╭─ Excerpt provided
This week we continue our Kingdom Revolution series, where we look at our CABLE practices and where we see them in Jesus’ time on earth. Over the past three weeks we looked at the Eat, Bless, and Acknowledge practices. Now, we examine the value of caring for the poor and the vulnerable as we extend compassion, represented by our cross icon.

Read Mark 2.1–12

There are a lot of people “stuck on mats” in our city and around our world. On average, one in nine people in the world experience chronic hunger, 783 million people don’t have access to clean water, and even in Ottawa county, 35% of the population struggles to meet basic needs.

Countless people are marginalized and stuck on the mat of poverty, and the story of the paralyzed man shows us the following three truths.

1. All of us are called to help get people unstuck.

The greatest single thing we can do to help those who are stuck is to use the resources we have—time, hospitality, finances, or otherwise—and help carry someone’s mat.

2. Getting unstuck requires risk and a willingness to be uncomfortable.

We’re all called to hold a corner of someone’s mat, but we’re not called to be a savior and carry the mat alone. It took four friends to move the paralyzed man; helping someone escape their mat is always a team effort.

3. Getting unstuck spiritually is even more important than getting unstuck physically.

The first thing Jesus did was to forgive the paralyzed man of his sins. For Jesus, true healing was both physical and spiritual. When we help others with our gifts and resources, we must also be willing to build relationships and share the gospel.

Discussion Questions

  1. Do you know someone in your life whose “corner of the mat” you can grab? How can you use the resources you have to do that?
  2. Are you yourself stuck on a mat? Do you feel comfortable being vulnerable and taking a risk with your community? How can those around you pray for you and even grab a corner of your mat?
  3. How would you define poverty? What do you think causes it?
  4. When you go to the grocery store, do you have to pay attention to the cost of the items you purchase? Do you or have you ever had to buy only a partial tank of gas?
  5. How can your CABLE Group welcome and serve people with needs on a regular basis? How can you do the same individually?
╰─
§ Instructions for the task
Can you summarize the study guide on caring for the poor in two sentences? The entries have no connection to the study guide on caring for the poor.
╭─ Data to examine
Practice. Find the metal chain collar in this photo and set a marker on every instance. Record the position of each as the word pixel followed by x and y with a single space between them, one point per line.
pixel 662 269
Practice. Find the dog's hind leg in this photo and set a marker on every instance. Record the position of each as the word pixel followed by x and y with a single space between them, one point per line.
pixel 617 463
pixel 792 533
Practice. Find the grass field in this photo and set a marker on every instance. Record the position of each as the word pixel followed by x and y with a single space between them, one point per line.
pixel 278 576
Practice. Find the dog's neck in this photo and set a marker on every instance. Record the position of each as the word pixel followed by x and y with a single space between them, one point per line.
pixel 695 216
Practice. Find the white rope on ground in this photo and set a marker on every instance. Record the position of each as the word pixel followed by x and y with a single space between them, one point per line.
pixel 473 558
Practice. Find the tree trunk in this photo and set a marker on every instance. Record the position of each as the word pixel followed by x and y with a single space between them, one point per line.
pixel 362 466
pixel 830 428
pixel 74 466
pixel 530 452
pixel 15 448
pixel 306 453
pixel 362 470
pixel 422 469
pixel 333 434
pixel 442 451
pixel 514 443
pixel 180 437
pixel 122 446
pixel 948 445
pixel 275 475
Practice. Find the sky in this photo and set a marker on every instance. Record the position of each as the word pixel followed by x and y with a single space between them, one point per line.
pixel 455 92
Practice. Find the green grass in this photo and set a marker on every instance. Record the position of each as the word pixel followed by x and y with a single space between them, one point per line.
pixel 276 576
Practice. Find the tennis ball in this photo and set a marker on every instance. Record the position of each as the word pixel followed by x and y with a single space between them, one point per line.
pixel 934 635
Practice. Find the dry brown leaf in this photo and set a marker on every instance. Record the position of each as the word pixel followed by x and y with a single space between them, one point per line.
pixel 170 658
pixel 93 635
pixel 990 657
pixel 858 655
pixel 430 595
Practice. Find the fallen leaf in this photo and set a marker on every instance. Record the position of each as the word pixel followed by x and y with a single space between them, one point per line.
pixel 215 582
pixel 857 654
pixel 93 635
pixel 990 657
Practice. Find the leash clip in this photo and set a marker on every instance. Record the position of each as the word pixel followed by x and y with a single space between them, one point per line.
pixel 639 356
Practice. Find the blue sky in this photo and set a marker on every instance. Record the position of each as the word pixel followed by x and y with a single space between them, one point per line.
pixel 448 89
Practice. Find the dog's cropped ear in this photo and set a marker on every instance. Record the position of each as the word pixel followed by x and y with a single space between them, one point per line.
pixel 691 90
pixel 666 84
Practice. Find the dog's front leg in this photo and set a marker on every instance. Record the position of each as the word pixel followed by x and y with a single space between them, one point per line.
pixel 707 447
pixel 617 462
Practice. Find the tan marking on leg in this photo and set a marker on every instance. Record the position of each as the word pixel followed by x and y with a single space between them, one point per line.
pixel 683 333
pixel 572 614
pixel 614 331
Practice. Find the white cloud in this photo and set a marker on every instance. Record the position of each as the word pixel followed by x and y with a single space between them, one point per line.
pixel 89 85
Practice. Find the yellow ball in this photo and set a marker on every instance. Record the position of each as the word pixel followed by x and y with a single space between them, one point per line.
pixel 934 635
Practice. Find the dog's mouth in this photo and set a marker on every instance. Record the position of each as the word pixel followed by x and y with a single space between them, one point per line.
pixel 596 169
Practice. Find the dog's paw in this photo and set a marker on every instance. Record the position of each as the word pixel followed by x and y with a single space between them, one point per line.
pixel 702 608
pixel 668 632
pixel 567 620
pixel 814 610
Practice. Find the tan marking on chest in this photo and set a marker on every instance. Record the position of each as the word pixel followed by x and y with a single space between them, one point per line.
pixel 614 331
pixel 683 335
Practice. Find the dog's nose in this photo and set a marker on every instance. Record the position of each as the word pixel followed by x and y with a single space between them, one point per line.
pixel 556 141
╰─
§ Written solution
Continuing the Kingdom Revolution series on CABLE practices, the guide turns to the value of caring for the poor and vulnerable by extending compassion, and it draws on the story of the paralyzed man in Mark 2.1–12. It takes three truths from that story: all are called to help get people unstuck, getting unstuck requires risk, discomfort, and a team effort, and getting unstuck spiritually matters even more than physically, so helping others should include building relationships and sharing the gospel.